» **Brief**
Rewrite the data below starting at the line containing "every paraglider you" and ending at the line containing "[236, 133, 373, 176]", changing "cumulus cloud" to "storm cloud" and leaving everything else as it is.

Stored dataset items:

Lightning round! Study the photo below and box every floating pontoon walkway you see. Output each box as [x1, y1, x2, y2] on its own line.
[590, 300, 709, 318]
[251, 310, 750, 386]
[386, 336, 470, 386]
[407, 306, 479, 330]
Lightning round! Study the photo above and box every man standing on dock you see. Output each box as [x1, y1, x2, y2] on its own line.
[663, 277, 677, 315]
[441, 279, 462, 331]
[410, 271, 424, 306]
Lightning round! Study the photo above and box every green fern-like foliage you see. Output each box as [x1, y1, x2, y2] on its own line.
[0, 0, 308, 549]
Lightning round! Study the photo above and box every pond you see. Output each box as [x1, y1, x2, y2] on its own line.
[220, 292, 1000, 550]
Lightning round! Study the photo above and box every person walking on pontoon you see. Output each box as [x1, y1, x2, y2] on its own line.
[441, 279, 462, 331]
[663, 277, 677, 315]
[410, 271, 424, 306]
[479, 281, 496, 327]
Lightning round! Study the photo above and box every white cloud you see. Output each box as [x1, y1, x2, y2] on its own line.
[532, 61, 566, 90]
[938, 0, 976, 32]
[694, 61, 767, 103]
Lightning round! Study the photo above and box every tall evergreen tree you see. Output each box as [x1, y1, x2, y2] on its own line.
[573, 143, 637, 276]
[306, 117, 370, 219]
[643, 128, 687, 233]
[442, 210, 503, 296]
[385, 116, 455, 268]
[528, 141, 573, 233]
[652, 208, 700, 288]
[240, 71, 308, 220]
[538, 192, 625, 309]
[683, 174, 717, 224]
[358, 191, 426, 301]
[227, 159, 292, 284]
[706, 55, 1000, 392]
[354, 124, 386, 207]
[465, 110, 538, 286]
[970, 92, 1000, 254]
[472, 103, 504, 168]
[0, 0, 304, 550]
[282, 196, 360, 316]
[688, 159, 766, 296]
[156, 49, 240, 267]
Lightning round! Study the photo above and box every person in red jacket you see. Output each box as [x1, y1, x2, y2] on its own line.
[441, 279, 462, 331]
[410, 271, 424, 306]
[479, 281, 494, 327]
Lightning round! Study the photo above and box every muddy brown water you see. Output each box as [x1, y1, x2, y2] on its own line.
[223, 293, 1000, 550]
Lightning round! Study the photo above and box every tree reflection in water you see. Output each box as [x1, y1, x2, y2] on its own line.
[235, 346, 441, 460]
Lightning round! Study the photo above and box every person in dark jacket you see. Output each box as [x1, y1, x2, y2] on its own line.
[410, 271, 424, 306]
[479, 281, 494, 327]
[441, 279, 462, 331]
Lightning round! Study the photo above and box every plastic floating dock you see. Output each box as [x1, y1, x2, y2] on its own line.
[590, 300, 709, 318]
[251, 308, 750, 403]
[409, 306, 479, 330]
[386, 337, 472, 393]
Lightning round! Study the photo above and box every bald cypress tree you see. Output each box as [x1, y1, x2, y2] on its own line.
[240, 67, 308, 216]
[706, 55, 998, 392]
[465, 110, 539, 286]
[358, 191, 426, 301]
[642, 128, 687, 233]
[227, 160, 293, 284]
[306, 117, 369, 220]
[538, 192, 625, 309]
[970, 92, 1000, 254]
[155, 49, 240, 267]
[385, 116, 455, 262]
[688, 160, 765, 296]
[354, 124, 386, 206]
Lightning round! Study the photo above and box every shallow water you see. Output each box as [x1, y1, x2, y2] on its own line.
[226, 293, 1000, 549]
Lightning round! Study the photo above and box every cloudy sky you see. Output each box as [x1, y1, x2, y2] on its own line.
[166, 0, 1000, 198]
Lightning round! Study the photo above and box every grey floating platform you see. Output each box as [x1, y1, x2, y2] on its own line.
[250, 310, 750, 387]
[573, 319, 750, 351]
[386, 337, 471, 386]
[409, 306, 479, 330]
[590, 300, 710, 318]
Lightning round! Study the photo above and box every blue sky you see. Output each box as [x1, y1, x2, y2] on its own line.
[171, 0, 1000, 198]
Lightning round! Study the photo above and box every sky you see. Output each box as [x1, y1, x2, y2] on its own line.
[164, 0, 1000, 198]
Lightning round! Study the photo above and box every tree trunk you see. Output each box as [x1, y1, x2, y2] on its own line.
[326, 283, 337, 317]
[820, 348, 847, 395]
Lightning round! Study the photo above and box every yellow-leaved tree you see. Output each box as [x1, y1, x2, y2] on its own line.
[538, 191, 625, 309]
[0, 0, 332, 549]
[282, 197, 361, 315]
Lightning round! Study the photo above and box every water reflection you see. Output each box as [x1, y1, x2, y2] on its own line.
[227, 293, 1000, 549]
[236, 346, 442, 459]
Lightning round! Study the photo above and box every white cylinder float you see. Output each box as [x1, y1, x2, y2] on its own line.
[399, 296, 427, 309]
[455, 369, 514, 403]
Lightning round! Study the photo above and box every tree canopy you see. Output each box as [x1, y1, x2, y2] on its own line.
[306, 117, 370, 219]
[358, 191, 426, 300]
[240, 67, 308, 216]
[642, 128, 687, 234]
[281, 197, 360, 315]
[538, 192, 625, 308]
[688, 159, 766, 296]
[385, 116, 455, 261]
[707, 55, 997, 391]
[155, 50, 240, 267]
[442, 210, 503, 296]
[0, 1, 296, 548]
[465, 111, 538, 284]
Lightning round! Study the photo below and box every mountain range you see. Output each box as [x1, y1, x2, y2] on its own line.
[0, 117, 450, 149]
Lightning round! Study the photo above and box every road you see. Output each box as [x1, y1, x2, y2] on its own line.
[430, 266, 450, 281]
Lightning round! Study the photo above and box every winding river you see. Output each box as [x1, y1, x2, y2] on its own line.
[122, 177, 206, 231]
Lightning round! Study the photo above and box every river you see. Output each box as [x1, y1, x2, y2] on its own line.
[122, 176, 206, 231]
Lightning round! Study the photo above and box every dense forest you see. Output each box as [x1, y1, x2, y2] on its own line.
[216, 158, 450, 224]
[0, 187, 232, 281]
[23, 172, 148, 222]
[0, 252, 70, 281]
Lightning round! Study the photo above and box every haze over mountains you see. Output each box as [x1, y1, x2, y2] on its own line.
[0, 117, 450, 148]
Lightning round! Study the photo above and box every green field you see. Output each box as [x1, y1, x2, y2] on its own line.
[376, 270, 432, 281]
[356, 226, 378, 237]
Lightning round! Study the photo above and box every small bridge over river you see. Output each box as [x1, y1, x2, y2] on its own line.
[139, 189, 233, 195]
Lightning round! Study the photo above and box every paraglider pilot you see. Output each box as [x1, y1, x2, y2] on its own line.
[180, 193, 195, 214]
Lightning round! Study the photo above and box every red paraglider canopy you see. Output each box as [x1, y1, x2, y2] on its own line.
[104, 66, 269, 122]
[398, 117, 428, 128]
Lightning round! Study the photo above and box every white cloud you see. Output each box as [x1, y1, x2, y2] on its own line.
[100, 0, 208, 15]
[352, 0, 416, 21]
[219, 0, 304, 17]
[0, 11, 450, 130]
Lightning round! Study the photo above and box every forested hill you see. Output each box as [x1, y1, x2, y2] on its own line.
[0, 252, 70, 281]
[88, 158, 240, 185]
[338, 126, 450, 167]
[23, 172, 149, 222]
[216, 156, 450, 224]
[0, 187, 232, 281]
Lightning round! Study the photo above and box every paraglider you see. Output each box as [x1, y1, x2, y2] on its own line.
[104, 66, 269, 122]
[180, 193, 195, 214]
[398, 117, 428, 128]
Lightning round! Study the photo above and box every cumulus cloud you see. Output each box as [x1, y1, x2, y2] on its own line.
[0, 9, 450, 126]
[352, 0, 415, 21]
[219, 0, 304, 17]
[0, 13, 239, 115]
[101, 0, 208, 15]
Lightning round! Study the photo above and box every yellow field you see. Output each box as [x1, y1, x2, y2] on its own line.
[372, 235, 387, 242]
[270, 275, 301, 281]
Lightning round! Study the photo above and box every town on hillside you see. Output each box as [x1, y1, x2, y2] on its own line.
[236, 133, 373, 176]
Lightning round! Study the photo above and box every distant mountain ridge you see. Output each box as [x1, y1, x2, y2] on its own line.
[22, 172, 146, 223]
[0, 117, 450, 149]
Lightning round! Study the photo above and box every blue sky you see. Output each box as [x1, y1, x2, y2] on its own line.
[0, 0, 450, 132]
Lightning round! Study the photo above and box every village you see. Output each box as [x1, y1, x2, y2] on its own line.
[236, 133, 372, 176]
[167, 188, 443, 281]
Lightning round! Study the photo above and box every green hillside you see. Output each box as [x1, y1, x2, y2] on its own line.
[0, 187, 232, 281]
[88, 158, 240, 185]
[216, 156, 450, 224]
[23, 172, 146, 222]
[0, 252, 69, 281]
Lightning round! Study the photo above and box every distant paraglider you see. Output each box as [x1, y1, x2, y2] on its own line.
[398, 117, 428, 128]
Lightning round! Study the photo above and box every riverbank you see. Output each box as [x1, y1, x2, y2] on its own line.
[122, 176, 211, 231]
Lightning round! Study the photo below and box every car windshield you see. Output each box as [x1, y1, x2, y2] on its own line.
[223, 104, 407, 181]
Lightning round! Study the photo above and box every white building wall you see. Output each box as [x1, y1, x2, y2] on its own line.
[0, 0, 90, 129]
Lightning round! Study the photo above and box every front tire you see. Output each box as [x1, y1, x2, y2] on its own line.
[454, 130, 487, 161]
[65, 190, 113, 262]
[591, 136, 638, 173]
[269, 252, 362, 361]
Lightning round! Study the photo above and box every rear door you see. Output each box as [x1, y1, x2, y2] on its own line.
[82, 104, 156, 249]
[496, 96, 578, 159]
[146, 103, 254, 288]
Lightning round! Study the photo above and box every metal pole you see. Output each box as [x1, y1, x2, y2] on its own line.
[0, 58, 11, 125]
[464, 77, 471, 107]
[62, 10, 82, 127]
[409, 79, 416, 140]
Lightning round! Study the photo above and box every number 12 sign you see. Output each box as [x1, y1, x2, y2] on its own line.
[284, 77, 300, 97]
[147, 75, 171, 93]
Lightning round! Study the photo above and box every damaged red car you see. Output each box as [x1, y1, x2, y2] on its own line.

» **Answer to this problem**
Lightning round! Study the photo above and box every paraglider you see. Output each box as [x1, y1, x2, y2] on its own line.
[104, 66, 269, 122]
[180, 193, 195, 214]
[398, 117, 428, 128]
Lightning round! Study the photo above and box every storm cloud you see. Output each box as [x1, y1, x2, y2] on its own line.
[0, 9, 450, 126]
[352, 0, 415, 21]
[219, 0, 304, 17]
[0, 13, 239, 115]
[101, 0, 208, 15]
Lightning round! Study the photo above and box every yellow field you see. Output each box as [x1, y1, x2, y2] on its own line.
[372, 235, 387, 242]
[270, 275, 301, 281]
Lightning round! Study the photo above and box every town on hillside you see. Output each box as [x1, y1, x2, y2] on its own line.
[236, 133, 373, 176]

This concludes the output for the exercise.